* _Task to carry out_:
Look through the records and copy every line in which "boulder" appears.

* _Provided information_:
* * * * * * *

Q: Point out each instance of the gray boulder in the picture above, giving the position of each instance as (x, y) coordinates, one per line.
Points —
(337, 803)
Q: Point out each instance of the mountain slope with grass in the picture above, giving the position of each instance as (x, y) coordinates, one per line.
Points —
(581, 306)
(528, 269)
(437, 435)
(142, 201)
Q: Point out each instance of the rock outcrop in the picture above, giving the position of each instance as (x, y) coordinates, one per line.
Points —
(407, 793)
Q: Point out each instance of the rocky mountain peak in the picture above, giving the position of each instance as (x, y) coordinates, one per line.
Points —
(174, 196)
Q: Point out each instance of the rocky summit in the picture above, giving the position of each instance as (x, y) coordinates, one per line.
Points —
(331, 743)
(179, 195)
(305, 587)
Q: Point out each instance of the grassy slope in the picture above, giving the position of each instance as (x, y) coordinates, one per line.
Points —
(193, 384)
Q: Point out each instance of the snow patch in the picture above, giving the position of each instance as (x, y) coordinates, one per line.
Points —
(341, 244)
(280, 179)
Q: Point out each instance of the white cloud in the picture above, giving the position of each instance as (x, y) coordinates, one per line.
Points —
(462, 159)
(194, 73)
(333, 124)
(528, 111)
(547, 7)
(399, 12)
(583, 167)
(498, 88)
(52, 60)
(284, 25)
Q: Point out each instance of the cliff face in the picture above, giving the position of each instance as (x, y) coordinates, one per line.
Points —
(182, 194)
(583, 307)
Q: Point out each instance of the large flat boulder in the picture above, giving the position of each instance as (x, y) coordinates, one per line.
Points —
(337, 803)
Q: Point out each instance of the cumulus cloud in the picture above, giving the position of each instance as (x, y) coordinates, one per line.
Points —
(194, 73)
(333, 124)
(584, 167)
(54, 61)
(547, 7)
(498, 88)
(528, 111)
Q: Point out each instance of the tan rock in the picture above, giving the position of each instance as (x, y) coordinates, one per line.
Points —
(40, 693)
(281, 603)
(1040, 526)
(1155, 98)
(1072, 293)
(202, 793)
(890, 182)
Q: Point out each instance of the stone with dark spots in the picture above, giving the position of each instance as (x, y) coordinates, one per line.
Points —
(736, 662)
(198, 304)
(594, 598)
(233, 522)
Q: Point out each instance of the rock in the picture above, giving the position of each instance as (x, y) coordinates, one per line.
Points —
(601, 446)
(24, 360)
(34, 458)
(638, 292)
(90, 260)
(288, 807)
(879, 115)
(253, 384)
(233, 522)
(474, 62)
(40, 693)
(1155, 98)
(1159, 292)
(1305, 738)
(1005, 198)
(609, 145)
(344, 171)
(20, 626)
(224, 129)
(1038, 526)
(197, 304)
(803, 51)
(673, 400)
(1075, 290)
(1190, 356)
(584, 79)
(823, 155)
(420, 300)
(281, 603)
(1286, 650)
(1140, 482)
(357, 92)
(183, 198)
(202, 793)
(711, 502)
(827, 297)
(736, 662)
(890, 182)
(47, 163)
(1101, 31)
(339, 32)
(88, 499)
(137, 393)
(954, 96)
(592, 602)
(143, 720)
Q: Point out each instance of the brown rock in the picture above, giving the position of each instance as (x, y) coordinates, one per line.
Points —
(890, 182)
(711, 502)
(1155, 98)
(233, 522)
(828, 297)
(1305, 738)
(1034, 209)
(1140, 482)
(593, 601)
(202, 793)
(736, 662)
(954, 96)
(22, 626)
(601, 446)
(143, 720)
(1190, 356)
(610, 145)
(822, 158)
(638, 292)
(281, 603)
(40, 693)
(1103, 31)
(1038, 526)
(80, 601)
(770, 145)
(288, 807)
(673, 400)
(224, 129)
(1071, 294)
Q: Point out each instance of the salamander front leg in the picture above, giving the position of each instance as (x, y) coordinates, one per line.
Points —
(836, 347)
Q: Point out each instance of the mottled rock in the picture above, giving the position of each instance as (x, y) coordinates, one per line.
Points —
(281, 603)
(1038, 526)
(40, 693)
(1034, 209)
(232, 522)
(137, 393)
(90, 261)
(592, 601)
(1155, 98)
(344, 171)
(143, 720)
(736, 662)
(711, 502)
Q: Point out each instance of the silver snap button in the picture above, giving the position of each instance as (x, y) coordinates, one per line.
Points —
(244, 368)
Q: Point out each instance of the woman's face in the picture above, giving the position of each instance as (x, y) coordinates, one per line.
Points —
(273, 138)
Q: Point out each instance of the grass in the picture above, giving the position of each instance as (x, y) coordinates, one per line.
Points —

* * * * * * *

* _Problem solution_:
Q: Point out each instance of the gray boulder in the picture above, giving the position of each instance as (x, y) coordinates, one per line.
Q: Point out each instance of the large flat boulder in the picture above, giving the position of each instance as (x, y) coordinates, one per line.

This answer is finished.